Do I Need Tools After All?

Good question. There are mainly two main arguments to this:

  • “you don’t need to pay for tools, you can do everything for free,” or
  • “you don’t need a tool for that – at all.”

Here’s my take on the subject.
Tools are just a medium to success, a medium to results: if you’re not getting those results, the tool is obsolete, and you should bin it.
When the time you spend maintaining the tool exceeds the time you spend getting results out if it, bin it.
When trying to fix issues with the tool becomes overwhelming, and you don’t get any support from it, bin it.
That’s exactly when tools stop working: stop them now before they prevent you from working.
I see tools like trains: you need to get from A (where you currently are) to B (results/success). Using an unfit tool in the hope that it’ll start working is just like boarding on the wrong train in the hope that someday, somehow, it’ll get to your destination (even when you and I both know that it won’t go there). Now, granted, you don’t always need a tool, but back to the train analogy, it’s a lot easier to get through miles of the road via train than on foot – even though you’ll still get to your destination after all.

> _Recorded data_:
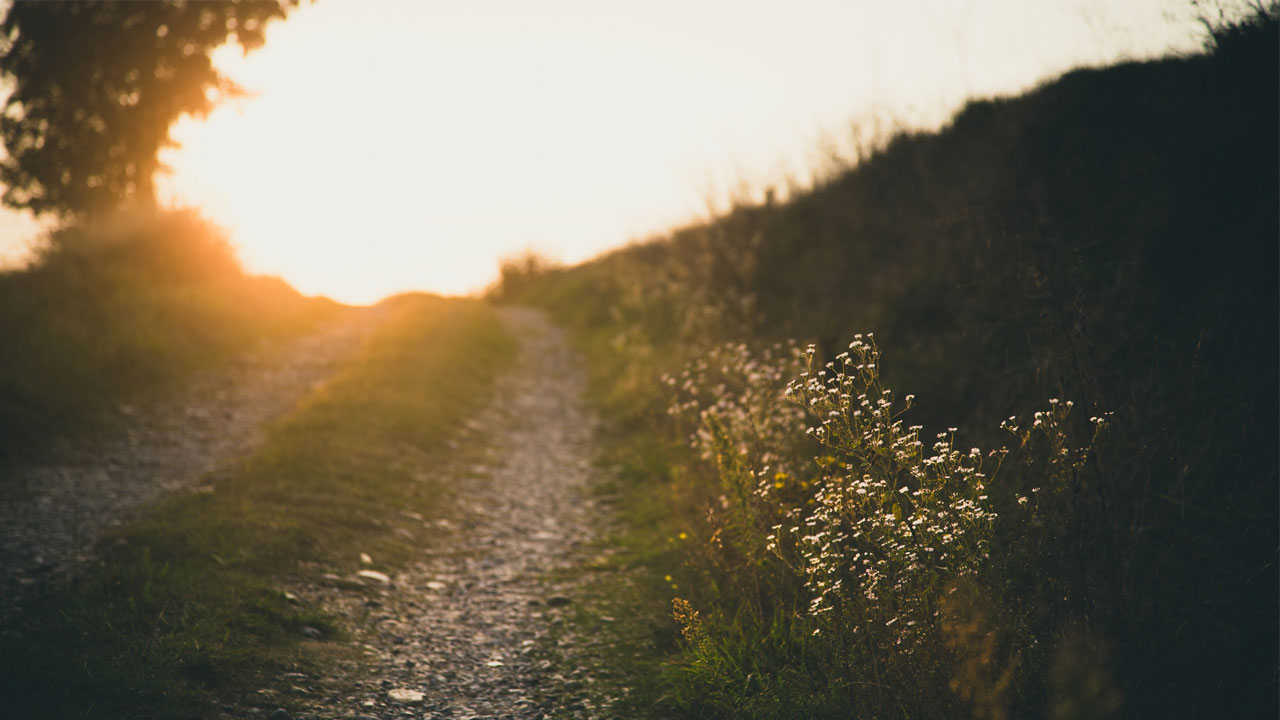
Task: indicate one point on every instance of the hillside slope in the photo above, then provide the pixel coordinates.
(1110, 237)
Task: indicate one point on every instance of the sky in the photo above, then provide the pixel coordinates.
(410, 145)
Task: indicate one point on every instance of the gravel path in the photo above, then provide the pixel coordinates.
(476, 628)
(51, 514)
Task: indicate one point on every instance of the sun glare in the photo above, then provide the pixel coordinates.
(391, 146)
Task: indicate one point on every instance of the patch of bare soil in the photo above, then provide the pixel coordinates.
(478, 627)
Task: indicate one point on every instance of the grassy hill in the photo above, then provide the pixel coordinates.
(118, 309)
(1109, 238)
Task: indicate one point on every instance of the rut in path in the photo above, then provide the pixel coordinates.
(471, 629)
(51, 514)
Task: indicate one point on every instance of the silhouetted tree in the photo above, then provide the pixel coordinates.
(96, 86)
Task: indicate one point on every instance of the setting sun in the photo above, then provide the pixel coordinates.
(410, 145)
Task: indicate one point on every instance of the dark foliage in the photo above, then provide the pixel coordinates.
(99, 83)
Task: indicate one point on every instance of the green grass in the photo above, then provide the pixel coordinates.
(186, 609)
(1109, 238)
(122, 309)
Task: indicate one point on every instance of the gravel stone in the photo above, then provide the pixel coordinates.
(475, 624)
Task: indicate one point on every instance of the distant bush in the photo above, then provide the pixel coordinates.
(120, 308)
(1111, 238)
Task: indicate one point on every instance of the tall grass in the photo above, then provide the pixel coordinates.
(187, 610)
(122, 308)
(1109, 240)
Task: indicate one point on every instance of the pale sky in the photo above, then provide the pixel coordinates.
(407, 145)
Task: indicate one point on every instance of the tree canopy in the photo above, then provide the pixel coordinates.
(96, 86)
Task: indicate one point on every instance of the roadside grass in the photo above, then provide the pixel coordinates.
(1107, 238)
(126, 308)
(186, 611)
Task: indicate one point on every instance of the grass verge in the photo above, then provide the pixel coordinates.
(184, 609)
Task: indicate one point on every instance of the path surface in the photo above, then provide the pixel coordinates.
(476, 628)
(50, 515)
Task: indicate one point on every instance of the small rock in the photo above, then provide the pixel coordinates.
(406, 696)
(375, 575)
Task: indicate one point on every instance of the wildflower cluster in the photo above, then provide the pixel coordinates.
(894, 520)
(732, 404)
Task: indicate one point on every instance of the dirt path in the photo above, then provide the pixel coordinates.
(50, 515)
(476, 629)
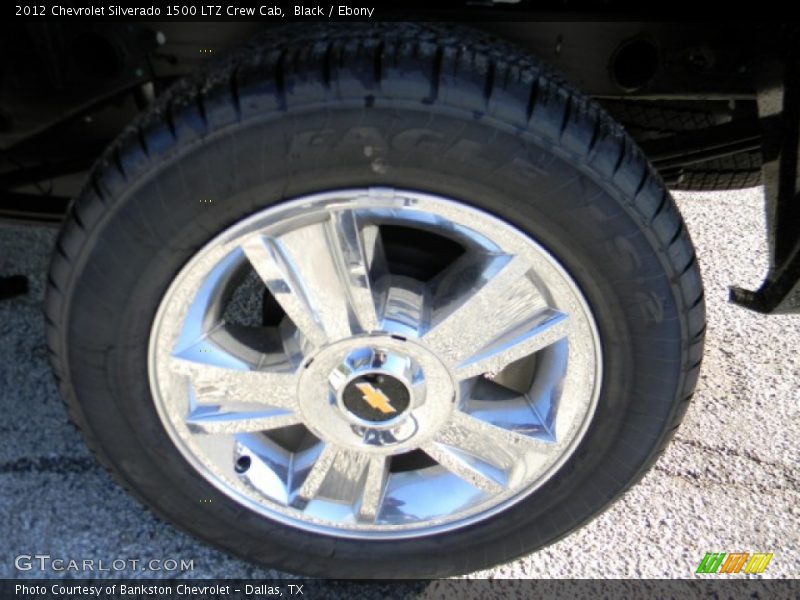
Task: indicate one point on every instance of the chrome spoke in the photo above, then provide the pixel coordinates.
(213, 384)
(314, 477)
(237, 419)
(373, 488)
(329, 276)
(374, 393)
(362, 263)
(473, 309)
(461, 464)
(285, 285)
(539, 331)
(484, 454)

> _Objective_:
List each situation in which the piece on whether you need tools says to bin a tool.

> _Result_:
- When you're not getting results from the tool.
- When the time you spend maintaining the tool exceeds the time you spend getting results out of it.
- When trying to fix issues with the tool becomes overwhelming and you don't get any support from it.